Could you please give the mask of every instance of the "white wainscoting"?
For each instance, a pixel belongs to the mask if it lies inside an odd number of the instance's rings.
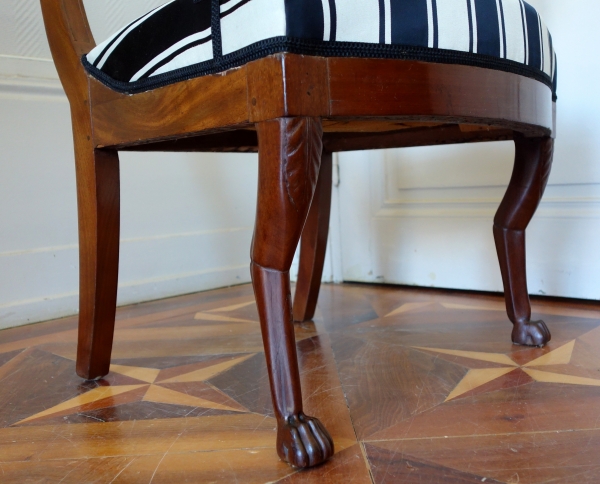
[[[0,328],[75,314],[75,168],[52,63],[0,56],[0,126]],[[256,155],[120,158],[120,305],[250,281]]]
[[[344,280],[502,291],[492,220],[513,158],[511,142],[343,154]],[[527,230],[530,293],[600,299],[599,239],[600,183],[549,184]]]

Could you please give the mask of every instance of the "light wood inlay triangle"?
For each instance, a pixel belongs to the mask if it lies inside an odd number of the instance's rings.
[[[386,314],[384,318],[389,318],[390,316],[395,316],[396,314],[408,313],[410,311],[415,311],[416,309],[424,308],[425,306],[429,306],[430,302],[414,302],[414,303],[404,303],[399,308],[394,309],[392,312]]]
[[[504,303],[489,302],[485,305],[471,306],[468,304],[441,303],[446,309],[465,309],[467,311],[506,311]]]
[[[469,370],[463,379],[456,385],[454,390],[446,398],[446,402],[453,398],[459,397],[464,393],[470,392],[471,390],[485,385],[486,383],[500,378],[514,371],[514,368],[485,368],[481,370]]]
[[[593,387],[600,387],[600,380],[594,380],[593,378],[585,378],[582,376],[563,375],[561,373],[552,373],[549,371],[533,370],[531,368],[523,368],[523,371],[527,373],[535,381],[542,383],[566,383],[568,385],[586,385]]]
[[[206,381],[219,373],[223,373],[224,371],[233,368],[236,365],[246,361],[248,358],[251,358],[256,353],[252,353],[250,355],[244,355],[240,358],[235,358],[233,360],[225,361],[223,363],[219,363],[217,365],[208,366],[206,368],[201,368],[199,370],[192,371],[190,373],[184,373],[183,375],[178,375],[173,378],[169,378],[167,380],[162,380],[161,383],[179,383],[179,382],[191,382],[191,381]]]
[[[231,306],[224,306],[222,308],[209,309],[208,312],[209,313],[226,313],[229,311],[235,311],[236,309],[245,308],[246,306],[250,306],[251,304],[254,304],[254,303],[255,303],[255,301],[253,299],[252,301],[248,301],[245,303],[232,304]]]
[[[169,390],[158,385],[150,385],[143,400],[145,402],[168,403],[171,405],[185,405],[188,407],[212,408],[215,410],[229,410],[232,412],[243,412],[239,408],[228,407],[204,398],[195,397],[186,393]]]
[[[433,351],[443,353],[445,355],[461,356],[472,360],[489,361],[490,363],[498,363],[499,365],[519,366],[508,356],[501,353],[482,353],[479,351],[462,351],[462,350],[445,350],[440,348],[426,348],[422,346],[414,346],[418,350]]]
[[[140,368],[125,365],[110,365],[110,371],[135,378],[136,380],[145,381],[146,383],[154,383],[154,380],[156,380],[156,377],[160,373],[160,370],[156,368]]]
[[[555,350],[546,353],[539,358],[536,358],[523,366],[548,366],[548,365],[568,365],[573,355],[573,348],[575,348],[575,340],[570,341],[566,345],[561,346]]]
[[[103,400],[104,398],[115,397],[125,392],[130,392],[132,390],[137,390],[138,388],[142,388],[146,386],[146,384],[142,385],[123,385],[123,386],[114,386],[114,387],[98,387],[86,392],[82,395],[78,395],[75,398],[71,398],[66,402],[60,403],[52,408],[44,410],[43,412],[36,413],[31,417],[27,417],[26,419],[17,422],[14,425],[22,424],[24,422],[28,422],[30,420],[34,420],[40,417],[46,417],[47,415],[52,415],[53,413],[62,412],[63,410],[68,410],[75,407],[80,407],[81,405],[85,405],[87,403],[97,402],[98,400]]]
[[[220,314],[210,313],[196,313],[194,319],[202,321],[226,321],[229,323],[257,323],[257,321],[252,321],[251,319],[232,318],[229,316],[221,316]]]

-=-=-

→ TRY IT:
Your answer must restate the entries word for word and contain no pictures.

→ TASK RESULT:
Could you please give the mask of every instance of the "white wainscoting"?
For each instance, a pixel belongs to the mask if it lies inside an odd number of the instance's rings.
[[[0,328],[75,314],[75,168],[52,63],[0,56],[0,126]],[[256,155],[120,158],[120,305],[250,281]]]
[[[344,280],[502,291],[492,220],[513,158],[511,142],[343,154]],[[527,230],[530,293],[600,299],[599,239],[600,183],[549,184]]]

Could you please give the mask of every instance of the "light wood inlay triangle"?
For each instance, a pixel belongs to the mask if it lies inside an odd number of the instance's rings.
[[[386,314],[384,318],[389,318],[390,316],[395,316],[396,314],[408,313],[410,311],[415,311],[416,309],[424,308],[425,306],[429,306],[430,302],[414,302],[414,303],[404,303],[399,308],[394,309],[392,312]]]
[[[504,303],[489,302],[485,305],[471,306],[468,304],[441,303],[446,309],[465,309],[467,311],[506,311]]]
[[[469,370],[463,379],[456,385],[454,390],[446,398],[446,402],[453,398],[459,397],[464,393],[470,392],[471,390],[485,385],[486,383],[500,378],[514,371],[514,368],[485,368],[481,370]]]
[[[593,387],[600,387],[600,380],[594,380],[593,378],[585,378],[582,376],[563,375],[561,373],[552,373],[549,371],[533,370],[531,368],[523,368],[523,371],[527,373],[535,381],[542,383],[566,383],[568,385],[586,385]]]
[[[206,381],[219,373],[223,373],[224,371],[233,368],[236,365],[246,361],[248,358],[251,358],[256,353],[252,353],[250,355],[244,355],[240,358],[235,358],[233,360],[225,361],[223,363],[219,363],[217,365],[208,366],[206,368],[201,368],[199,370],[192,371],[190,373],[184,373],[183,375],[178,375],[173,378],[169,378],[167,380],[162,380],[161,383],[179,383],[179,382],[191,382],[191,381]]]
[[[231,306],[224,306],[222,308],[209,309],[208,312],[209,313],[226,313],[229,311],[235,311],[236,309],[245,308],[246,306],[250,306],[251,304],[254,304],[254,303],[255,303],[255,301],[253,299],[252,301],[248,301],[245,303],[232,304]]]
[[[169,390],[158,385],[150,385],[143,400],[145,402],[168,403],[171,405],[185,405],[188,407],[212,408],[215,410],[229,410],[232,412],[243,412],[239,408],[228,407],[204,398],[195,397],[186,393]]]
[[[433,351],[443,353],[445,355],[461,356],[472,360],[489,361],[490,363],[498,363],[499,365],[519,366],[508,356],[501,353],[482,353],[479,351],[462,351],[462,350],[445,350],[440,348],[426,348],[422,346],[414,346],[418,350]]]
[[[140,368],[125,365],[110,365],[110,371],[135,378],[136,380],[145,381],[146,383],[154,383],[154,380],[156,380],[156,377],[160,373],[160,370],[156,368]]]
[[[555,350],[546,353],[539,358],[536,358],[523,366],[548,366],[548,365],[568,365],[573,355],[573,348],[575,348],[575,340],[570,341],[566,345],[561,346]]]
[[[103,400],[104,398],[115,397],[125,392],[130,392],[132,390],[137,390],[138,388],[142,388],[146,386],[146,384],[142,385],[123,385],[123,386],[114,386],[114,387],[98,387],[86,392],[82,395],[78,395],[75,398],[71,398],[66,402],[60,403],[52,408],[44,410],[43,412],[36,413],[31,417],[27,417],[26,419],[17,422],[14,425],[22,424],[24,422],[28,422],[30,420],[34,420],[40,417],[46,417],[47,415],[52,415],[53,413],[62,412],[63,410],[68,410],[75,407],[80,407],[81,405],[85,405],[87,403],[97,402],[98,400]]]
[[[220,314],[210,313],[196,313],[194,319],[202,321],[226,321],[229,323],[257,323],[257,321],[252,321],[251,319],[232,318],[229,316],[221,316]]]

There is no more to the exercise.